**What you will do:** Every line below should be copied out exactly.
___
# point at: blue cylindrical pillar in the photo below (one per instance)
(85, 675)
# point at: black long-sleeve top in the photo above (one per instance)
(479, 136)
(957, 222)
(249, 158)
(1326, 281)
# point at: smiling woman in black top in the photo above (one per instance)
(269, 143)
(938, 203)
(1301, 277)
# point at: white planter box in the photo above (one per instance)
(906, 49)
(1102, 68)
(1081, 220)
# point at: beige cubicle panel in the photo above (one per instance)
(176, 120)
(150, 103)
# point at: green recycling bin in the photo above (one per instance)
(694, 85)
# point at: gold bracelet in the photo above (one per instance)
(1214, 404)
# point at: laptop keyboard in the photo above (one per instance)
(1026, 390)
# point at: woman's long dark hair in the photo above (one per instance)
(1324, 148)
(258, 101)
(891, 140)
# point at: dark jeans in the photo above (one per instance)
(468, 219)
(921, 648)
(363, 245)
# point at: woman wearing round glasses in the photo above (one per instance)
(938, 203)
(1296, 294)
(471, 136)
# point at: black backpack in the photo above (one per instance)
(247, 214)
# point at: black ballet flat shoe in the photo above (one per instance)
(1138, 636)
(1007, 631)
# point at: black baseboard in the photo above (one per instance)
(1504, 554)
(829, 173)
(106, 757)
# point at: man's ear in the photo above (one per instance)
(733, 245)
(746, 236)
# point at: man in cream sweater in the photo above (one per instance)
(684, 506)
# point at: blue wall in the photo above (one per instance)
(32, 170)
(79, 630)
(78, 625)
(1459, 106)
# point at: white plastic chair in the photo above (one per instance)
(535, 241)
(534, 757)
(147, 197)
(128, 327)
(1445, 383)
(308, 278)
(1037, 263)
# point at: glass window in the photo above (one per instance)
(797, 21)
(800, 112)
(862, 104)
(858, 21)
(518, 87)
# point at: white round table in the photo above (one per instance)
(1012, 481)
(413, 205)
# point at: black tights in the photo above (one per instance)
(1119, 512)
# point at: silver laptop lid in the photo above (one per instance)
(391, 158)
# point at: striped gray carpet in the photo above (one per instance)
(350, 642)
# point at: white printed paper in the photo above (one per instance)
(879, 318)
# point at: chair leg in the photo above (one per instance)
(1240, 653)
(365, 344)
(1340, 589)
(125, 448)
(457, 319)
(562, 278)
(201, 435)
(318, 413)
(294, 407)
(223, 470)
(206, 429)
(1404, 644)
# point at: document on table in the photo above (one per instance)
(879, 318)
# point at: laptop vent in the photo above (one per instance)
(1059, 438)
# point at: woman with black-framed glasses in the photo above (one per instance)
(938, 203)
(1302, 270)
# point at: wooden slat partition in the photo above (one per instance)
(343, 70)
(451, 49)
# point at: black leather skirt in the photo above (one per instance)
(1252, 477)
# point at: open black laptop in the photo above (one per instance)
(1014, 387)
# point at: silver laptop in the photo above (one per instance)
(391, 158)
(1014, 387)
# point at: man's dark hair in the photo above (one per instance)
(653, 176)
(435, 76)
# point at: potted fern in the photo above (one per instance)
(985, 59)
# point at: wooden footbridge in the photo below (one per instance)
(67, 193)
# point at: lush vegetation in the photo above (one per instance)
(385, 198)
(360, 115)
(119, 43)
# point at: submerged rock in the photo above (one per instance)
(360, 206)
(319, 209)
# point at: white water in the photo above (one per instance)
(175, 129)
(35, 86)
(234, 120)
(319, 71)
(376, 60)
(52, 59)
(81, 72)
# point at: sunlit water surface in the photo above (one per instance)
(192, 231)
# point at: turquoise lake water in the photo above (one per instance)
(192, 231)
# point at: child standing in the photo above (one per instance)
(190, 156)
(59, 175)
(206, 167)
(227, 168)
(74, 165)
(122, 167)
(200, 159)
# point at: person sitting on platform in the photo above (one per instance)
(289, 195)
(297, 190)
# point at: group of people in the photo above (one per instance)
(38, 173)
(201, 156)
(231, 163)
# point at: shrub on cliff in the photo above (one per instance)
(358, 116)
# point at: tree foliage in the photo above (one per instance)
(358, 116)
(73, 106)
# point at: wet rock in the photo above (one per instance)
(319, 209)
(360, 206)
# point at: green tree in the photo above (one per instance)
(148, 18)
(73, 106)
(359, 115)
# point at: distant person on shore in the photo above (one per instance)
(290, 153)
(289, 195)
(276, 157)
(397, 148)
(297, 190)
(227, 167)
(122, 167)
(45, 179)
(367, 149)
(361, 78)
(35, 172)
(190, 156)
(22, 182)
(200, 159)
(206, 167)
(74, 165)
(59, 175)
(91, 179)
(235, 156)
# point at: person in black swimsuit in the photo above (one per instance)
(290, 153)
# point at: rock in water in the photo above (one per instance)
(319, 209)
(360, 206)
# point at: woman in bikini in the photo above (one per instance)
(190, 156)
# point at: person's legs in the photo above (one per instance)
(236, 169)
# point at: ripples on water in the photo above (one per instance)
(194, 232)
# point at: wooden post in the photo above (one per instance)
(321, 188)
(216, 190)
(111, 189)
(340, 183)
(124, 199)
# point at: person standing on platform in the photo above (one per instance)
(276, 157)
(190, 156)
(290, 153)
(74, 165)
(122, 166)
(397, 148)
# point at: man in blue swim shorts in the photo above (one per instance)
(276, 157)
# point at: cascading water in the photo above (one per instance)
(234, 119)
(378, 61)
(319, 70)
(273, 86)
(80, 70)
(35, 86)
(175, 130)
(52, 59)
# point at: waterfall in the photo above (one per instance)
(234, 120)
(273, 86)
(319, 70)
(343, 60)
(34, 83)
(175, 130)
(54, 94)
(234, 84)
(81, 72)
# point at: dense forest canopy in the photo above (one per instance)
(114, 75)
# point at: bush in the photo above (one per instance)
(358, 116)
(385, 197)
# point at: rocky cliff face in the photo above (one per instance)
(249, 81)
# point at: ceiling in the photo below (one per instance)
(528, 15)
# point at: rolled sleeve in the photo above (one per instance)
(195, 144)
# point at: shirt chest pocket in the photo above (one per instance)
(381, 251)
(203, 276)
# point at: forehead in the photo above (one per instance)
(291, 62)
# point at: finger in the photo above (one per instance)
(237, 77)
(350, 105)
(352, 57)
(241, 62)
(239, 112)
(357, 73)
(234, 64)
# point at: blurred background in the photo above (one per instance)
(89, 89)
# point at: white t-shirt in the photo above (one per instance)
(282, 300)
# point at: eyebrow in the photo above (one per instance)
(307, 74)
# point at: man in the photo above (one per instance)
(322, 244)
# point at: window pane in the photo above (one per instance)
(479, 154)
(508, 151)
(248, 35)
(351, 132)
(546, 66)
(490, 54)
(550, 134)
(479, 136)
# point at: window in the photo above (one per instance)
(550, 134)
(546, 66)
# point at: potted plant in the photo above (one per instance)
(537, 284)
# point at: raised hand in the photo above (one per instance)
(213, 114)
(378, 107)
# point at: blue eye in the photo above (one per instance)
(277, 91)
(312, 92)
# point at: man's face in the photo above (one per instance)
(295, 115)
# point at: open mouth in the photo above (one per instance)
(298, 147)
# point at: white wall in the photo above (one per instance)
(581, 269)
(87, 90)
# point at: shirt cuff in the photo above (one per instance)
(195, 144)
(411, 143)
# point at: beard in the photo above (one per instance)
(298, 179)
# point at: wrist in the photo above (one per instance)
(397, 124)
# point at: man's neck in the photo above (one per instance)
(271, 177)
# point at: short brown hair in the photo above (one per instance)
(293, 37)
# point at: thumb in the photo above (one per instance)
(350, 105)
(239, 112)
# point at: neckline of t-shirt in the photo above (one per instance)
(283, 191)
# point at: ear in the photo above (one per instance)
___
**Solution for this task:**
# point at: blue cylindrical pillar in the photo below (one per instance)
(85, 675)
# point at: black long-sleeve top in the photo above (one per instance)
(479, 136)
(957, 222)
(249, 158)
(1326, 281)
# point at: smiling woman in black top in the photo above (one per instance)
(269, 143)
(938, 203)
(1301, 277)
# point at: white planter box in the photo above (one per instance)
(906, 49)
(1102, 68)
(1081, 220)
# point at: beige cubicle panel in the photo above (one per instance)
(176, 120)
(150, 103)
# point at: green recycling bin in the photo above (one per instance)
(694, 85)
# point at: gold bracelet in the photo above (one per instance)
(1214, 404)
# point at: laptop keyboard in the photo above (one per instance)
(1026, 390)
# point at: woman's long dark hair in the photo above (one per instance)
(1324, 148)
(258, 101)
(891, 140)
# point at: dark jeans in the photo above (one per instance)
(468, 219)
(921, 648)
(363, 245)
# point at: woman wearing round glasses in the photo above (one per instance)
(938, 203)
(1296, 294)
(471, 136)
# point at: black backpack in the photo above (one per instance)
(247, 214)
# point at: black ballet flat shoe in the photo above (one per instance)
(1138, 636)
(1007, 631)
# point at: black baseboard in the photo above (one per instance)
(1504, 554)
(829, 173)
(106, 757)
# point at: man's ear in the photo above (one per instance)
(733, 245)
(746, 236)
# point at: man in cream sweater in the photo above (one per instance)
(684, 506)
# point at: blue wall in the photo above (one per instance)
(32, 170)
(79, 630)
(78, 625)
(1459, 106)
# point at: white plastic chair in the photo above (one per instance)
(535, 241)
(534, 757)
(147, 197)
(128, 327)
(1445, 383)
(308, 278)
(1037, 263)
# point at: glass window in the photo above (one per instance)
(797, 21)
(800, 112)
(862, 104)
(858, 21)
(518, 87)
# point at: white round table in the photo above (one per instance)
(1012, 481)
(413, 205)
# point at: black tights in the photo above (one per instance)
(1119, 512)
# point at: silver laptop lid in the photo above (one per instance)
(391, 158)
# point at: striped gray carpet in the photo above (one per instance)
(350, 642)
# point at: white printed paper in the photo above (one per instance)
(879, 318)
# point at: chair leg in the photo above (one per instance)
(1240, 653)
(365, 344)
(1340, 589)
(125, 448)
(457, 319)
(562, 278)
(201, 435)
(318, 413)
(294, 407)
(223, 470)
(206, 429)
(1404, 644)
# point at: document on table in the photo above (one per instance)
(879, 318)
# point at: laptop vent in the photo above (one per instance)
(1059, 438)
# point at: woman with black-framed glasses in the photo above (one per instance)
(938, 203)
(1302, 270)
# point at: wooden slat partition in the photo above (one per instance)
(343, 70)
(451, 49)
# point at: black leather skirt in the photo above (one per instance)
(1252, 477)
# point at: open black laptop in the photo above (one per instance)
(1014, 387)
# point at: silver laptop in the photo above (one per instance)
(391, 158)
(1014, 387)
# point at: man's dark hair in the photo above (one per instance)
(653, 176)
(435, 76)
# point at: potted fern in the photo above (one per instance)
(985, 59)
# point at: wooden footbridge in the photo below (one per instance)
(67, 193)
# point at: lush vegetation in the photo above (one per instance)
(385, 198)
(360, 115)
(119, 43)
# point at: submerged rock in the photo above (one per instance)
(360, 206)
(319, 209)
# point at: white water in the photo above (one per instance)
(175, 129)
(35, 86)
(234, 120)
(319, 71)
(376, 60)
(52, 59)
(81, 72)
# point at: sunlit water surface in the photo above (one per instance)
(192, 231)
# point at: turquoise lake water in the photo above (one per instance)
(192, 231)
# point at: child standing in the photo above (one per instance)
(190, 156)
(59, 175)
(206, 167)
(227, 168)
(74, 165)
(122, 167)
(200, 159)
# point at: person sitting on platform in the photo above (one per instance)
(289, 195)
(297, 190)
# point at: group of people in the photo above (one per instance)
(38, 173)
(201, 156)
(231, 163)
# point at: shrub on cliff in the photo above (one per instance)
(358, 116)
# point at: tree foliage in the photo above (one per instance)
(358, 116)
(73, 106)
# point at: wet rock in the photo above (one per instance)
(319, 209)
(360, 206)
# point at: green tree in the photo above (one per instance)
(148, 18)
(73, 106)
(359, 115)
# point at: distant person on shore in the photo above (one per instance)
(290, 153)
(289, 195)
(276, 157)
(397, 148)
(297, 190)
(227, 167)
(122, 167)
(45, 179)
(367, 149)
(361, 78)
(35, 172)
(190, 156)
(22, 182)
(200, 159)
(206, 167)
(74, 165)
(59, 175)
(91, 179)
(235, 156)
# point at: person in black swimsuit in the photo above (one per instance)
(290, 153)
# point at: rock in water in the photo above (one per instance)
(319, 209)
(360, 206)
# point at: woman in bikini in the photo above (one per instance)
(190, 156)
# point at: person's legs in the photo above (one per instance)
(236, 169)
# point at: ripples on water in the photo above (one per instance)
(194, 232)
# point at: wooden post in the photo above (one per instance)
(321, 188)
(216, 190)
(111, 189)
(340, 183)
(124, 199)
# point at: person standing on platform in the photo above (one per instance)
(276, 157)
(190, 156)
(290, 153)
(74, 165)
(122, 166)
(397, 148)
# point at: man in blue swim shorts in the photo above (one per instance)
(276, 157)
# point at: cascading water in the photo above (one per instance)
(234, 119)
(378, 61)
(319, 70)
(273, 86)
(80, 70)
(35, 86)
(175, 130)
(52, 59)
# point at: waterfall in the photo above (one per instance)
(234, 120)
(273, 86)
(319, 70)
(343, 60)
(34, 83)
(175, 130)
(54, 94)
(234, 84)
(81, 72)
# point at: dense forest canopy in the photo above (one per instance)
(114, 75)
# point at: bush in the photo above (one per instance)
(358, 116)
(385, 197)
# point at: rocky cliff face in the photo above (one per instance)
(249, 81)
# point at: ceiling in the photo below (one per instance)
(528, 15)
# point at: rolled sleeve in the photo above (one per instance)
(195, 144)
# point at: shirt chest pocket in the photo above (one per instance)
(381, 251)
(203, 276)
# point at: forehead in the photo above (one per instance)
(291, 62)
# point at: finger in the photo above (one per instance)
(237, 77)
(350, 105)
(352, 57)
(241, 62)
(239, 112)
(357, 73)
(234, 64)
# point at: blurred background in the photo above (one per instance)
(89, 89)
# point at: white t-shirt in the photo above (one per instance)
(282, 300)
# point at: eyebrow in the photo above (one per instance)
(307, 74)
# point at: man in the photo above (one per instance)
(322, 244)
# point at: window pane in the photo above (one per instance)
(479, 154)
(508, 151)
(248, 35)
(351, 132)
(546, 66)
(490, 54)
(550, 134)
(479, 136)
# point at: window in the photo above (one per instance)
(550, 134)
(546, 66)
# point at: potted plant in the photo above (one per instance)
(537, 284)
# point at: raised hand in the photo above (one per instance)
(213, 114)
(378, 107)
# point at: blue eye in the photo above (one per instance)
(277, 91)
(312, 92)
# point at: man's face in the photo above (one per instance)
(295, 115)
# point at: open mouth in the photo above (one per instance)
(298, 147)
# point at: white wall in the photo above (one per instance)
(581, 269)
(87, 90)
# point at: shirt cuff in the photo above (one per instance)
(195, 144)
(411, 143)
# point at: beard in the photo above (one per instance)
(298, 179)
# point at: wrist in the photo above (one per instance)
(397, 124)
# point at: man's neck in the photo above (one per instance)
(271, 177)
# point at: short brown hair in the photo above (one per instance)
(293, 37)
# point at: thumb in the photo above (one per instance)
(350, 105)
(239, 112)
# point at: neckline of t-shirt in the photo above (one per instance)
(283, 191)
# point at: ear in the photo above (one per instance)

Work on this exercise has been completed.